#### Texte étudié

D'autant plus qu'une journaliste semble bien décidée à prouver que celle-ci rejette de dangereux polluants en pleine nature. Poussée par un profond sens du devoir, Nour va se rapprocher d'elle et l'aider à enquêter... Quitte à se mettre à dos son père qui l'aime et qu'elle aime tant. Le film est très intéressant en ce qu'il transcrit parfaitement le choc des générations, entre celle du père prête à tout par peur du chômage, et celle de la fille, plus éveillée aux problématiques de santé et d'environnement. Rappelons d'ailleurs à ce propos que le film est inspiré de différents faits réels dont le scandale de l'usine de Gardanne qui rejette ses déchets toxiques dans la Méditerranée. Et que le titre "rouge" fait référence à la couleur des boues toxiques.

########

### [Travail demandé]
[A] D'après le texte sur le film, pourquoi ce film est-il jugé très intéressant ? Répondez en une à trois phrases.
[B] Recopiez fidèlement le passage du texte sur le film qui s'ouvre sur les mots contenant « D'autant plus qu'une » et se termine par « des boues toxiques. ».

#### Données fournies

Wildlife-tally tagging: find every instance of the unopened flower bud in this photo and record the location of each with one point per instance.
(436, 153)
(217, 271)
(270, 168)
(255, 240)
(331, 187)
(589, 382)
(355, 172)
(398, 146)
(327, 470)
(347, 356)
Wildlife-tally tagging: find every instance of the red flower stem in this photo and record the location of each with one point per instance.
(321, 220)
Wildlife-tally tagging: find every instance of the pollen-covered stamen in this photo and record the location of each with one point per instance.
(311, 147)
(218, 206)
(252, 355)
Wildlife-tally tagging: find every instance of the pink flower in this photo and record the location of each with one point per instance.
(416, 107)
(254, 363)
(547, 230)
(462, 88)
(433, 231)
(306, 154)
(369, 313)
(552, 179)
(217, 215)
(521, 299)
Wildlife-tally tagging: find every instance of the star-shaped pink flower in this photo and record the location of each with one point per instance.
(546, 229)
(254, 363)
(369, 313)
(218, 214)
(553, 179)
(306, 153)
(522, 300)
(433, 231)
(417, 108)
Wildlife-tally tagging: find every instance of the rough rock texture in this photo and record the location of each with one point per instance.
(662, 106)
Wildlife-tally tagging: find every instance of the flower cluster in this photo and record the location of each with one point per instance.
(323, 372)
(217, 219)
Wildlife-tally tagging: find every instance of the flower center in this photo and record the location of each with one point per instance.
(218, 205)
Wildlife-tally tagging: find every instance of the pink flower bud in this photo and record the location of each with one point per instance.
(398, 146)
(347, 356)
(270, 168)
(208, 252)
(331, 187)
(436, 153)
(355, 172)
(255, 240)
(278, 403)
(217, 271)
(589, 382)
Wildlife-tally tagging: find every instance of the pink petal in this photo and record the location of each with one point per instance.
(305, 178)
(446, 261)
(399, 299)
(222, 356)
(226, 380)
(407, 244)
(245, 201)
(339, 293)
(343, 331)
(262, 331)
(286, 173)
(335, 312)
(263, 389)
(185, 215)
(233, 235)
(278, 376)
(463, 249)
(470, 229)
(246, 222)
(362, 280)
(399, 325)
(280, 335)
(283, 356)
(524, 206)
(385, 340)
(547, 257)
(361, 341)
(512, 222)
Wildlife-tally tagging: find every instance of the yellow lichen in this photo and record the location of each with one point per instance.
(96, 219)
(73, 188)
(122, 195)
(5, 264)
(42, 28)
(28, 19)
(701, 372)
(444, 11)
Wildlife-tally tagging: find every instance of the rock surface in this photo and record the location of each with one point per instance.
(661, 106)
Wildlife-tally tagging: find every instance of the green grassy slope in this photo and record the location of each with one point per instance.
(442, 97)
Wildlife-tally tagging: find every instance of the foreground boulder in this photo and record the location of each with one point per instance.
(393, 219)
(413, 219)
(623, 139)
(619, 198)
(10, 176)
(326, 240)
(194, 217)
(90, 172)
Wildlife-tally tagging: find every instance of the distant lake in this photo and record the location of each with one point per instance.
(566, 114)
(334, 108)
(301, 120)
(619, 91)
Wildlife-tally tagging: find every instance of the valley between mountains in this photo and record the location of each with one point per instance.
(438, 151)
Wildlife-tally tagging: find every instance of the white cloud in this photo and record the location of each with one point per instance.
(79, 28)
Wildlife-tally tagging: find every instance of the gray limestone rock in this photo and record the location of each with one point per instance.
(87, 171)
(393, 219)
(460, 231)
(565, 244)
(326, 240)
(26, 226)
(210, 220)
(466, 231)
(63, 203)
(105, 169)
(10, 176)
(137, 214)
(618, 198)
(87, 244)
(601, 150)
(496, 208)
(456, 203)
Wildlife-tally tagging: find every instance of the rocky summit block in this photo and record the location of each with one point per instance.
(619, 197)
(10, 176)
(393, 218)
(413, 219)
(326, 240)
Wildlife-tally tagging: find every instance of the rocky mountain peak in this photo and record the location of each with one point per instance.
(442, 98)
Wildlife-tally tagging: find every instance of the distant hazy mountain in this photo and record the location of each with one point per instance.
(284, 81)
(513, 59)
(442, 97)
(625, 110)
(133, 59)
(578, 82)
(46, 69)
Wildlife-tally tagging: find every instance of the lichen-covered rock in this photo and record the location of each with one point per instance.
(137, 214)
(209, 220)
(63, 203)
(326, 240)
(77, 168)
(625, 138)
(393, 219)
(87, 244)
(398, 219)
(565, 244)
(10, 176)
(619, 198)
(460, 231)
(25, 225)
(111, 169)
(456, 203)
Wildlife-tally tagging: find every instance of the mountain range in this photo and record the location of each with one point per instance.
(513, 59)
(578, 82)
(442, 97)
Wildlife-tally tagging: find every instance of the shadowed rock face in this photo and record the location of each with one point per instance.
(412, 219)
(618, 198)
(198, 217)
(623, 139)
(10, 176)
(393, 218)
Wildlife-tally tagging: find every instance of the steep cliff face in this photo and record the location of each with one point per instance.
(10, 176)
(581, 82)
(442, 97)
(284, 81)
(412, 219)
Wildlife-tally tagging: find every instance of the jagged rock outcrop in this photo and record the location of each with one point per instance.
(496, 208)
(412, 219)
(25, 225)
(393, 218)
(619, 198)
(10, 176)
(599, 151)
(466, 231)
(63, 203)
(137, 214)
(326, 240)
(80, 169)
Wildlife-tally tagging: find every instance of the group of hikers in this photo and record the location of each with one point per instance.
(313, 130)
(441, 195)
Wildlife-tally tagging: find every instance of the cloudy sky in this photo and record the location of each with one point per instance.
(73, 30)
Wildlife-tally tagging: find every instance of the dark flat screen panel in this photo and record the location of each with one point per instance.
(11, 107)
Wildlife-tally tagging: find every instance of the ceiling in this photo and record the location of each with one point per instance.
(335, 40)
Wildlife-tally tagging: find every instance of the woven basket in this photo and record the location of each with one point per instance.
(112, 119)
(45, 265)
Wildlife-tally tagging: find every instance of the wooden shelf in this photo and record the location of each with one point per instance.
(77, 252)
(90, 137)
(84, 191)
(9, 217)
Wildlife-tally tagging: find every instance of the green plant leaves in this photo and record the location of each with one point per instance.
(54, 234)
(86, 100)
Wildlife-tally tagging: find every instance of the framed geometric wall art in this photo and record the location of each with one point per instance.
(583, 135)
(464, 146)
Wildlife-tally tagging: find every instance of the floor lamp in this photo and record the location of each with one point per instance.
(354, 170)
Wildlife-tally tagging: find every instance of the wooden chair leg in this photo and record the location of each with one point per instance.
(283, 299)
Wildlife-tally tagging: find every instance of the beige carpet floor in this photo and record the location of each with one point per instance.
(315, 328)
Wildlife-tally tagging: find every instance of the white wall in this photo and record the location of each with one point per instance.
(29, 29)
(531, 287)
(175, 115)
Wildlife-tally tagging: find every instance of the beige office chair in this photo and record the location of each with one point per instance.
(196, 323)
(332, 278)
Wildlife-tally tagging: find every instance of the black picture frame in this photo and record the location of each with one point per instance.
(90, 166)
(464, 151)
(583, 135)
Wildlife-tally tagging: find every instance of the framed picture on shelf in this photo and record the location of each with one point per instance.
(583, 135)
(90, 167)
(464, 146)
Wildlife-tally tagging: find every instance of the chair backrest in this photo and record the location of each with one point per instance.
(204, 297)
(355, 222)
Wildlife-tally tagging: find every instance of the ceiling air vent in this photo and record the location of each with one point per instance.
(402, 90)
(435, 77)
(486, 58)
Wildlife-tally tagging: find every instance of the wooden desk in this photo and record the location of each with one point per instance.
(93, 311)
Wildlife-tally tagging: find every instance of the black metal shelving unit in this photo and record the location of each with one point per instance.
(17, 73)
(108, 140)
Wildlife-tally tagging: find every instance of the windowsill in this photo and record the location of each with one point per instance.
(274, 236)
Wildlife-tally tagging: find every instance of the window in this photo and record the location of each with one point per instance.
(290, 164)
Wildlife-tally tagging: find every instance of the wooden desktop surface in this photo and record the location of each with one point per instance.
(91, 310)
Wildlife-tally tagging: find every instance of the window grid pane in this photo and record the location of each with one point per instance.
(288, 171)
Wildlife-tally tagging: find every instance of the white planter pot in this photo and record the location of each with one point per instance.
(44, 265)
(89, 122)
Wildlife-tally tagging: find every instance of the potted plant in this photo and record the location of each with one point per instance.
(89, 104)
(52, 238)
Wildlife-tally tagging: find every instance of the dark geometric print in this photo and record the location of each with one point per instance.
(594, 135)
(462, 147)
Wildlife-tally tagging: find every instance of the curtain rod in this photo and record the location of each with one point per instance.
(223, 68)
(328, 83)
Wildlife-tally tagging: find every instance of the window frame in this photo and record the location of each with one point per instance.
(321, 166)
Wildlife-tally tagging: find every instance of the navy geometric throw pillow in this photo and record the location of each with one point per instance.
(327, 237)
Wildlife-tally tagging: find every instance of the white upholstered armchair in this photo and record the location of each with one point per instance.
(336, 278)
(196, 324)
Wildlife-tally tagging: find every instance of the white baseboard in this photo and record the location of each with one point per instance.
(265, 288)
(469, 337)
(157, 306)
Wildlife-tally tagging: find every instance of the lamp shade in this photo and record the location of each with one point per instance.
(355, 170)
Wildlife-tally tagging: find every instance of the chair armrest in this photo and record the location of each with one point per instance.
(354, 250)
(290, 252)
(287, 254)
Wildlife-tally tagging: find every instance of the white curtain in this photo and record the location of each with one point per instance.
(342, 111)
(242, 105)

########
#### Données fournies

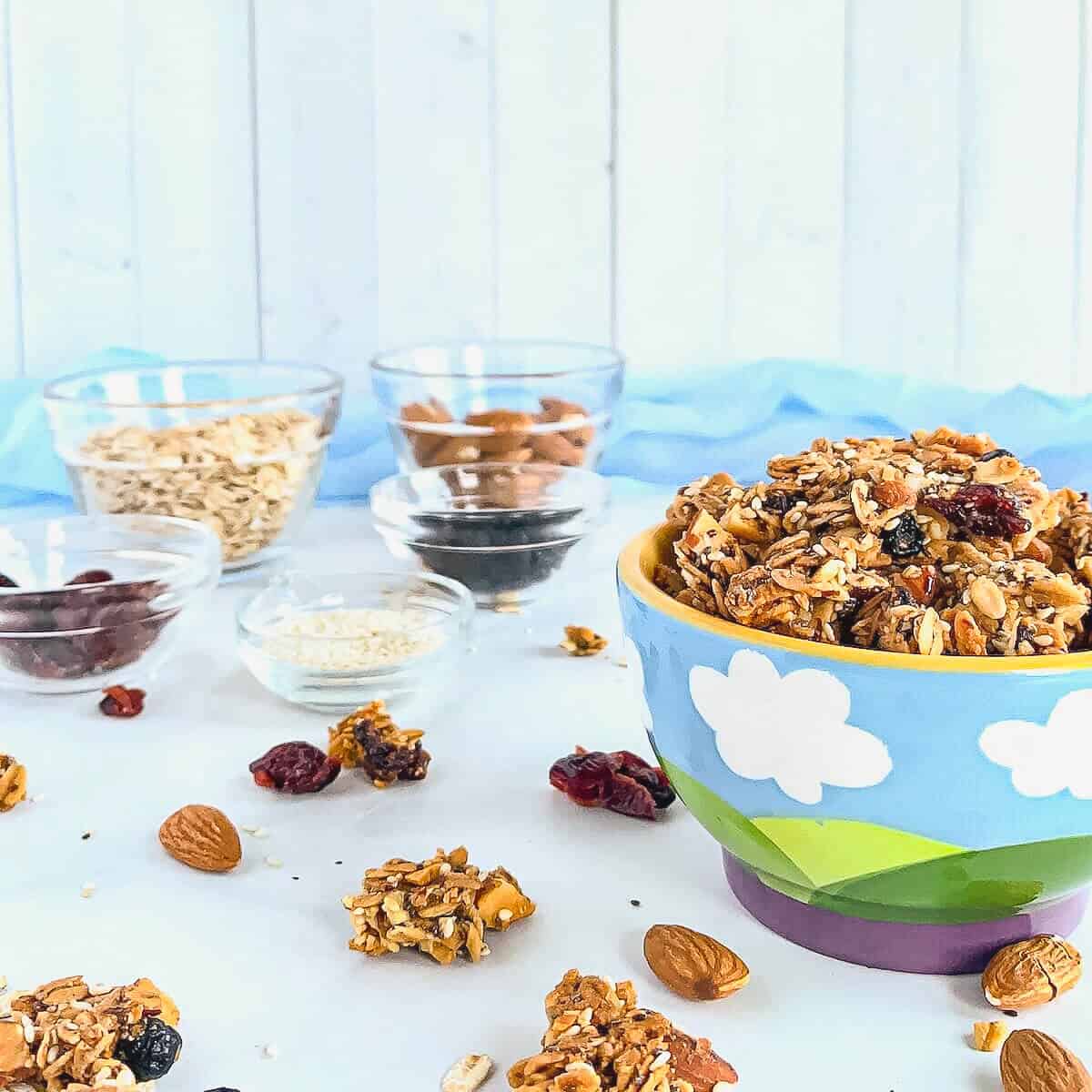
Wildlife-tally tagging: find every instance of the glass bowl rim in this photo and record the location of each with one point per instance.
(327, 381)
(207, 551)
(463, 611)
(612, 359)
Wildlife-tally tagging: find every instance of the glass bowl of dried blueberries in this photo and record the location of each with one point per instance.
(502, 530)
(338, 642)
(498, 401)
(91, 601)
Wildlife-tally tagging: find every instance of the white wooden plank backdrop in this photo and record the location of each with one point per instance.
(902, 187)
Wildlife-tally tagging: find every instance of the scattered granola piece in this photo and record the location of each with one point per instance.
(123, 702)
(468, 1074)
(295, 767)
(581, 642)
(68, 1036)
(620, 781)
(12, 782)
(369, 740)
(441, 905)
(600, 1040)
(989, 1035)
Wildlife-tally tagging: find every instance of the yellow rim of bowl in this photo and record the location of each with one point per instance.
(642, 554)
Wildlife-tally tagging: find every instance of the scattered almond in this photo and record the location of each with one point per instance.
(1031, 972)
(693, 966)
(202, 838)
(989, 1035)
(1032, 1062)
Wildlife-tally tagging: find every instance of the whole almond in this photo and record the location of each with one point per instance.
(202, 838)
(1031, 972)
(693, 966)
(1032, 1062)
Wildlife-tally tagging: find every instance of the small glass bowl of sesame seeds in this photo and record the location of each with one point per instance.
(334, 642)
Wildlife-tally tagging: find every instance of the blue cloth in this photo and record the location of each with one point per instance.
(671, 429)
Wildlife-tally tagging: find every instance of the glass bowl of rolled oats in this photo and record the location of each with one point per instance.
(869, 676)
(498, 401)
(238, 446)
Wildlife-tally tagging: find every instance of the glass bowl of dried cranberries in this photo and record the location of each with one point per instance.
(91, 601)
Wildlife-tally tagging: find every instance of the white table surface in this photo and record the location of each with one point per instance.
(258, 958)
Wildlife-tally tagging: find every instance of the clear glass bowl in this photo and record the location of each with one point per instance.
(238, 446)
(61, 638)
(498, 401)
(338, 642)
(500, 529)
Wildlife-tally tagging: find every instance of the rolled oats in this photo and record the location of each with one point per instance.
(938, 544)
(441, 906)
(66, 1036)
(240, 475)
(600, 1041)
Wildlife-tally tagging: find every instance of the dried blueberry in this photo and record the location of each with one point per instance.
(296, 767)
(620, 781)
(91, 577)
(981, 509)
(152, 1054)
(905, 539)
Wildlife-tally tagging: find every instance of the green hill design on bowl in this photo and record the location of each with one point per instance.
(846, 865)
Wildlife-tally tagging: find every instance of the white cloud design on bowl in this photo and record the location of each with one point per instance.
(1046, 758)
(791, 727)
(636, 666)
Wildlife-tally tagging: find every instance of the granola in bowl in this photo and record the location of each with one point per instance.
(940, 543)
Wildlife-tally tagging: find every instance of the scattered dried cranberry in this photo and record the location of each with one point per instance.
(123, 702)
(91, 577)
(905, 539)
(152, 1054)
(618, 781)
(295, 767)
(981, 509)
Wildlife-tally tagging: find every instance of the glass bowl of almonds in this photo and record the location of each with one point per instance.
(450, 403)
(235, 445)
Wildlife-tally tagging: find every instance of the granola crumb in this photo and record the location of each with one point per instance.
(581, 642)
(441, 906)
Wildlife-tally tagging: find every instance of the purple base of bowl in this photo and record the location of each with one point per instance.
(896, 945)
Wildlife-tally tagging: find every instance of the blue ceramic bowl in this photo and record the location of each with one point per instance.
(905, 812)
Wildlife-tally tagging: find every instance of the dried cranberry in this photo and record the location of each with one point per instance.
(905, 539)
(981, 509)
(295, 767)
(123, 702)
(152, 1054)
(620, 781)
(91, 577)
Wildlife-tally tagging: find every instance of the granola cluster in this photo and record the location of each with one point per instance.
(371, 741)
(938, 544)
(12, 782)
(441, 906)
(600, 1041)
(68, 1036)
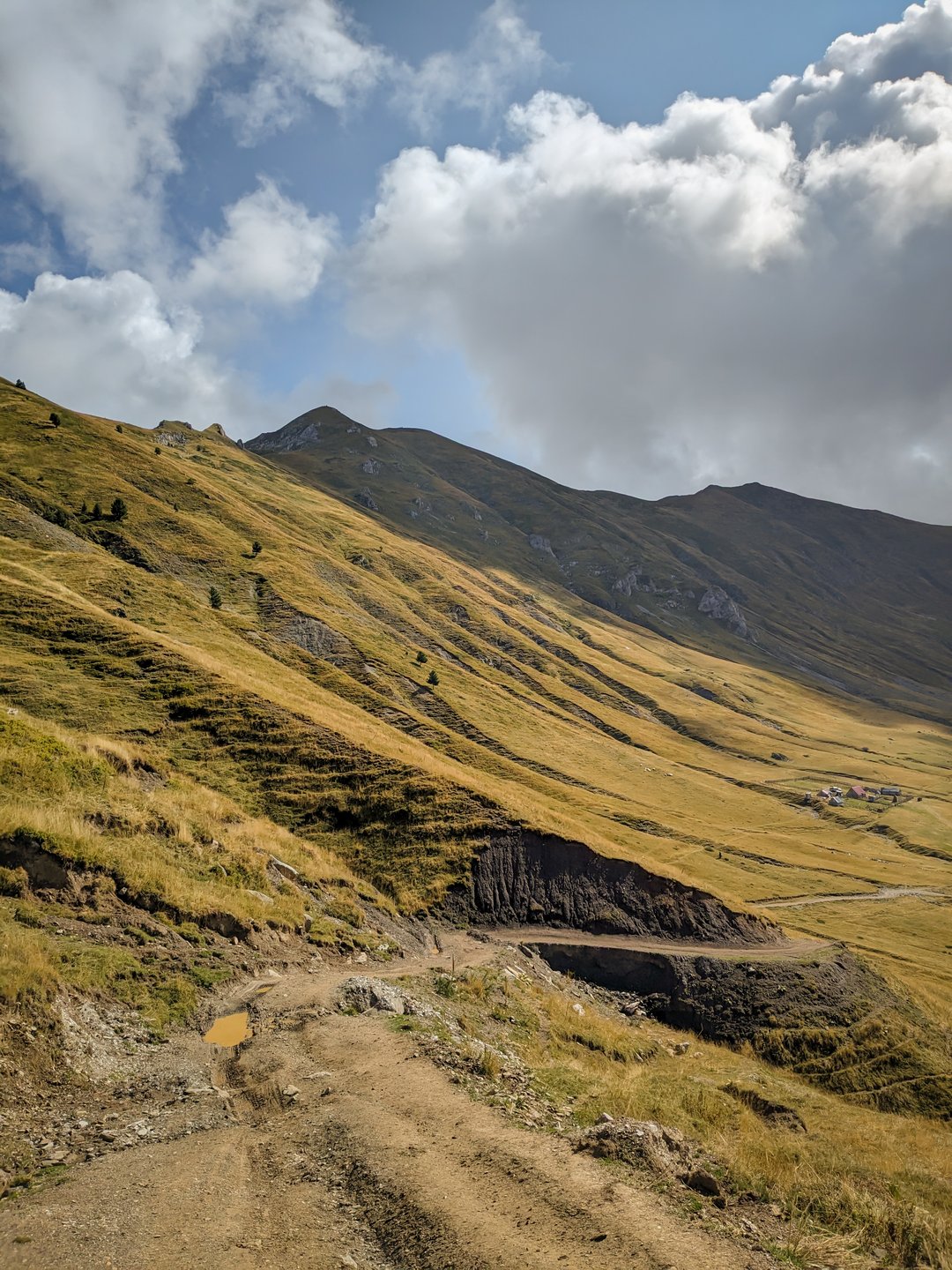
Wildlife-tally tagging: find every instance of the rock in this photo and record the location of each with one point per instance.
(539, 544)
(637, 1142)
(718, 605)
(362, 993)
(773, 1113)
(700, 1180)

########
#### Données fournies

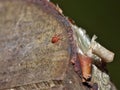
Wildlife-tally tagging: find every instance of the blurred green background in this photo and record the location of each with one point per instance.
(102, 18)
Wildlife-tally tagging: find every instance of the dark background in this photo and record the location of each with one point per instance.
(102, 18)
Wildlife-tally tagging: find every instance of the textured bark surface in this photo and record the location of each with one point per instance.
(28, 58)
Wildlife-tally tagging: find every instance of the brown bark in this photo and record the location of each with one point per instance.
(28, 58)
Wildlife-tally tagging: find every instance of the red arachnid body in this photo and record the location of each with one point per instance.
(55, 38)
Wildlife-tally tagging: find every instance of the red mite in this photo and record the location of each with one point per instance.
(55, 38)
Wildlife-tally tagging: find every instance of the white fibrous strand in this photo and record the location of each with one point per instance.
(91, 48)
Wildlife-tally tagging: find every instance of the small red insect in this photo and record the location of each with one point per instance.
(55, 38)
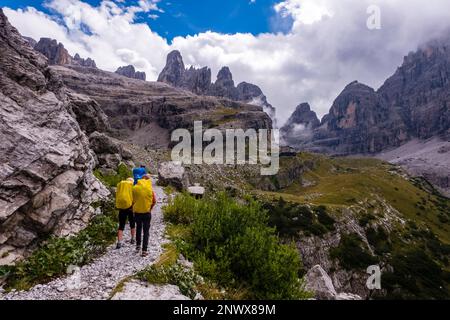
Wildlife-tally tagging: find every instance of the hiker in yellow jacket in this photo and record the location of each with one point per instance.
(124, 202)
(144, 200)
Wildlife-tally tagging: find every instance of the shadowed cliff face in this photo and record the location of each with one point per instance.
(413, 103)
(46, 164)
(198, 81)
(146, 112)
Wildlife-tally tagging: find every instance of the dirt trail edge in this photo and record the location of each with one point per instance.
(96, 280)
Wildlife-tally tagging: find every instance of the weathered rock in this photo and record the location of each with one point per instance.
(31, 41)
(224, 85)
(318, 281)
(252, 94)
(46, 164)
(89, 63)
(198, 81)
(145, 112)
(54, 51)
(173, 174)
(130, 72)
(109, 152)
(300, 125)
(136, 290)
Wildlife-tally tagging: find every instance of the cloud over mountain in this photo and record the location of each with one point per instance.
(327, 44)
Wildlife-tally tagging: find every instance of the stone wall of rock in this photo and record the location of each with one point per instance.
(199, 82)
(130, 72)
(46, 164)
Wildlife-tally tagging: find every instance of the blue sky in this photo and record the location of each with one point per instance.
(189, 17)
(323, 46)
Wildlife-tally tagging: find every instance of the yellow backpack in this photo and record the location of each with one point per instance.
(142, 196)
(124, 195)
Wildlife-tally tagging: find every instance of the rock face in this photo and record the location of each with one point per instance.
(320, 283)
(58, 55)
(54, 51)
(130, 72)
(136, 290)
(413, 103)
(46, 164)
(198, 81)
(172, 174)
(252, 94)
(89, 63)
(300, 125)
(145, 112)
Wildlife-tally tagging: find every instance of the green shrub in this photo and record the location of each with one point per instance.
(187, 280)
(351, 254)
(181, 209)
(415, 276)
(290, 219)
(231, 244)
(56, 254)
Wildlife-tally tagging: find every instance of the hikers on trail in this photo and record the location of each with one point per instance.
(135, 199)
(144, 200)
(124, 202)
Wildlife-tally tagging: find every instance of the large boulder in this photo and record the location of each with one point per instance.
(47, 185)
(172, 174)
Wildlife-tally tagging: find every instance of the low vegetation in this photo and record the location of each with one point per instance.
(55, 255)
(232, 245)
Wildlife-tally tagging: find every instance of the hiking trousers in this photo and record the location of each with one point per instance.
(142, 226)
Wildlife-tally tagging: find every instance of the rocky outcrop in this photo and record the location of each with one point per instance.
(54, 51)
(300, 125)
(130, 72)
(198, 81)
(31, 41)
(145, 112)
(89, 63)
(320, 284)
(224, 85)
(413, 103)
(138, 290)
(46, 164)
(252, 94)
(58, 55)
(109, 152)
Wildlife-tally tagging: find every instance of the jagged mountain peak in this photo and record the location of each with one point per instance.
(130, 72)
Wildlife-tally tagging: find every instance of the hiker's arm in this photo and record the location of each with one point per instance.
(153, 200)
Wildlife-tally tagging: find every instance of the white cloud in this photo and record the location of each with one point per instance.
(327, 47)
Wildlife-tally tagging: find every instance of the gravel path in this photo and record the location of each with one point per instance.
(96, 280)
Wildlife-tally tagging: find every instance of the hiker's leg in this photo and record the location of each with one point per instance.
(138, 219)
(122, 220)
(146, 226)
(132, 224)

########

### [Réponses rédigées]
[A] Le film est jugé très intéressant parce qu'il transcrit parfaitement le choc des générations. D'un côté, il y a celle du père, prête à tout par peur du chômage. De l'autre, il y a celle de la fille, plus éveillée aux problématiques de santé et d'environnement.

[B]
D'autant plus qu'une journaliste semble bien décidée à prouver que celle-ci rejette de dangereux polluants en pleine nature. Poussée par un profond sens du devoir, Nour va se rapprocher d'elle et l'aider à enquêter... Quitte à se mettre à dos son père qui l'aime et qu'elle aime tant. Le film est très intéressant en ce qu'il transcrit parfaitement le choc des générations, entre celle du père prête à tout par peur du chômage, et celle de la fille, plus éveillée aux problématiques de santé et d'environnement. Rappelons d'ailleurs à ce propos que le film est inspiré de différents faits réels dont le scandale de l'usine de Gardanne qui rejette ses déchets toxiques dans la Méditerranée. Et que le titre "rouge" fait référence à la couleur des boues toxiques.